▶ **TASK TO CARRY OUT**
How many lines in the entries below contain the string "every"? Case counts. Give only the number.

▶ **DATA ENTRIES**
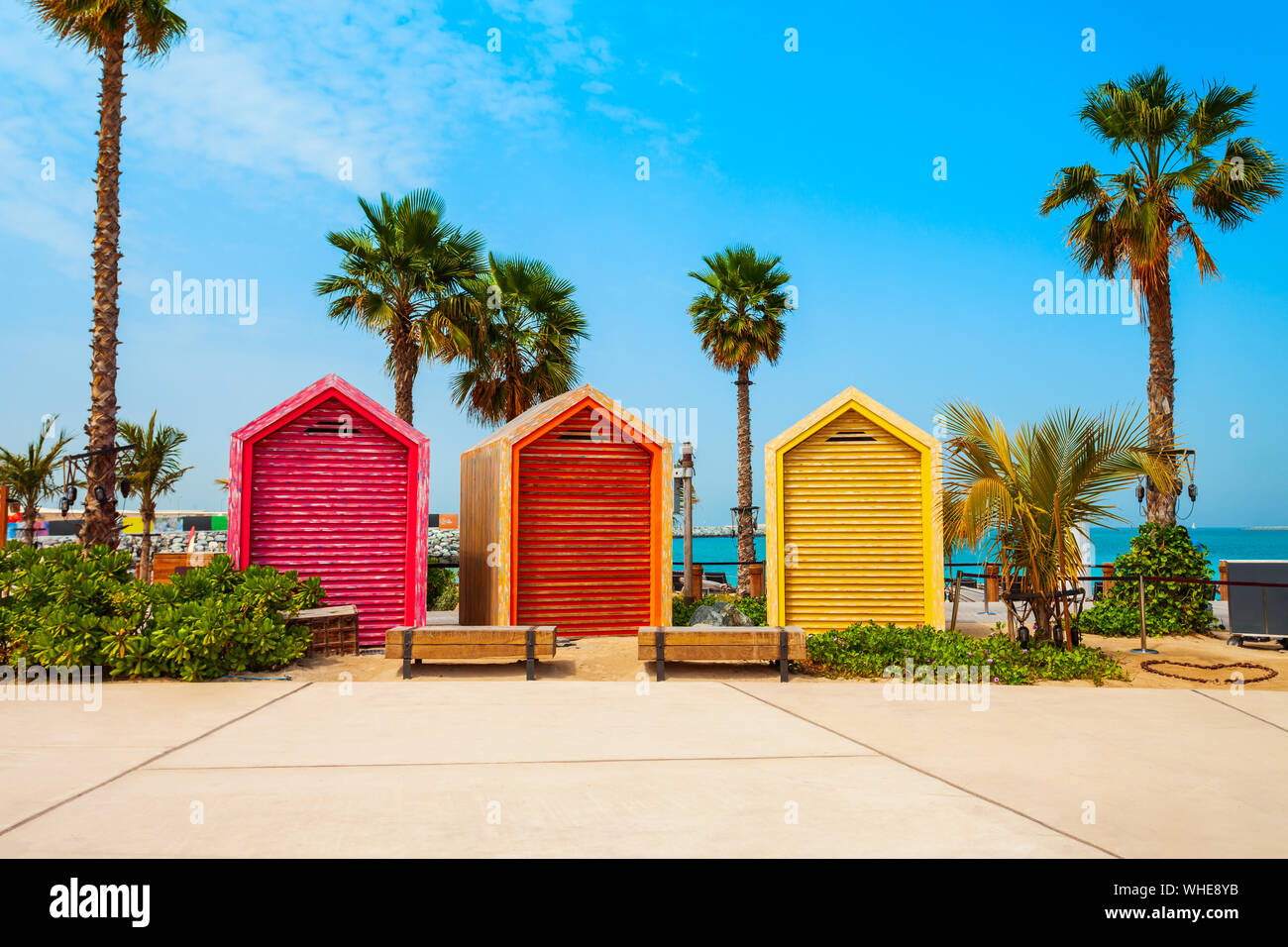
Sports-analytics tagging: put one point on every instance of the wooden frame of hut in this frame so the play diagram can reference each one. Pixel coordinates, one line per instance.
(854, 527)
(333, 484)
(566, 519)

* * *

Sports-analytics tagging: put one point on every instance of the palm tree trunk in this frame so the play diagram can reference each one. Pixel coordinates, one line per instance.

▶ **EXERCISE SOLUTION**
2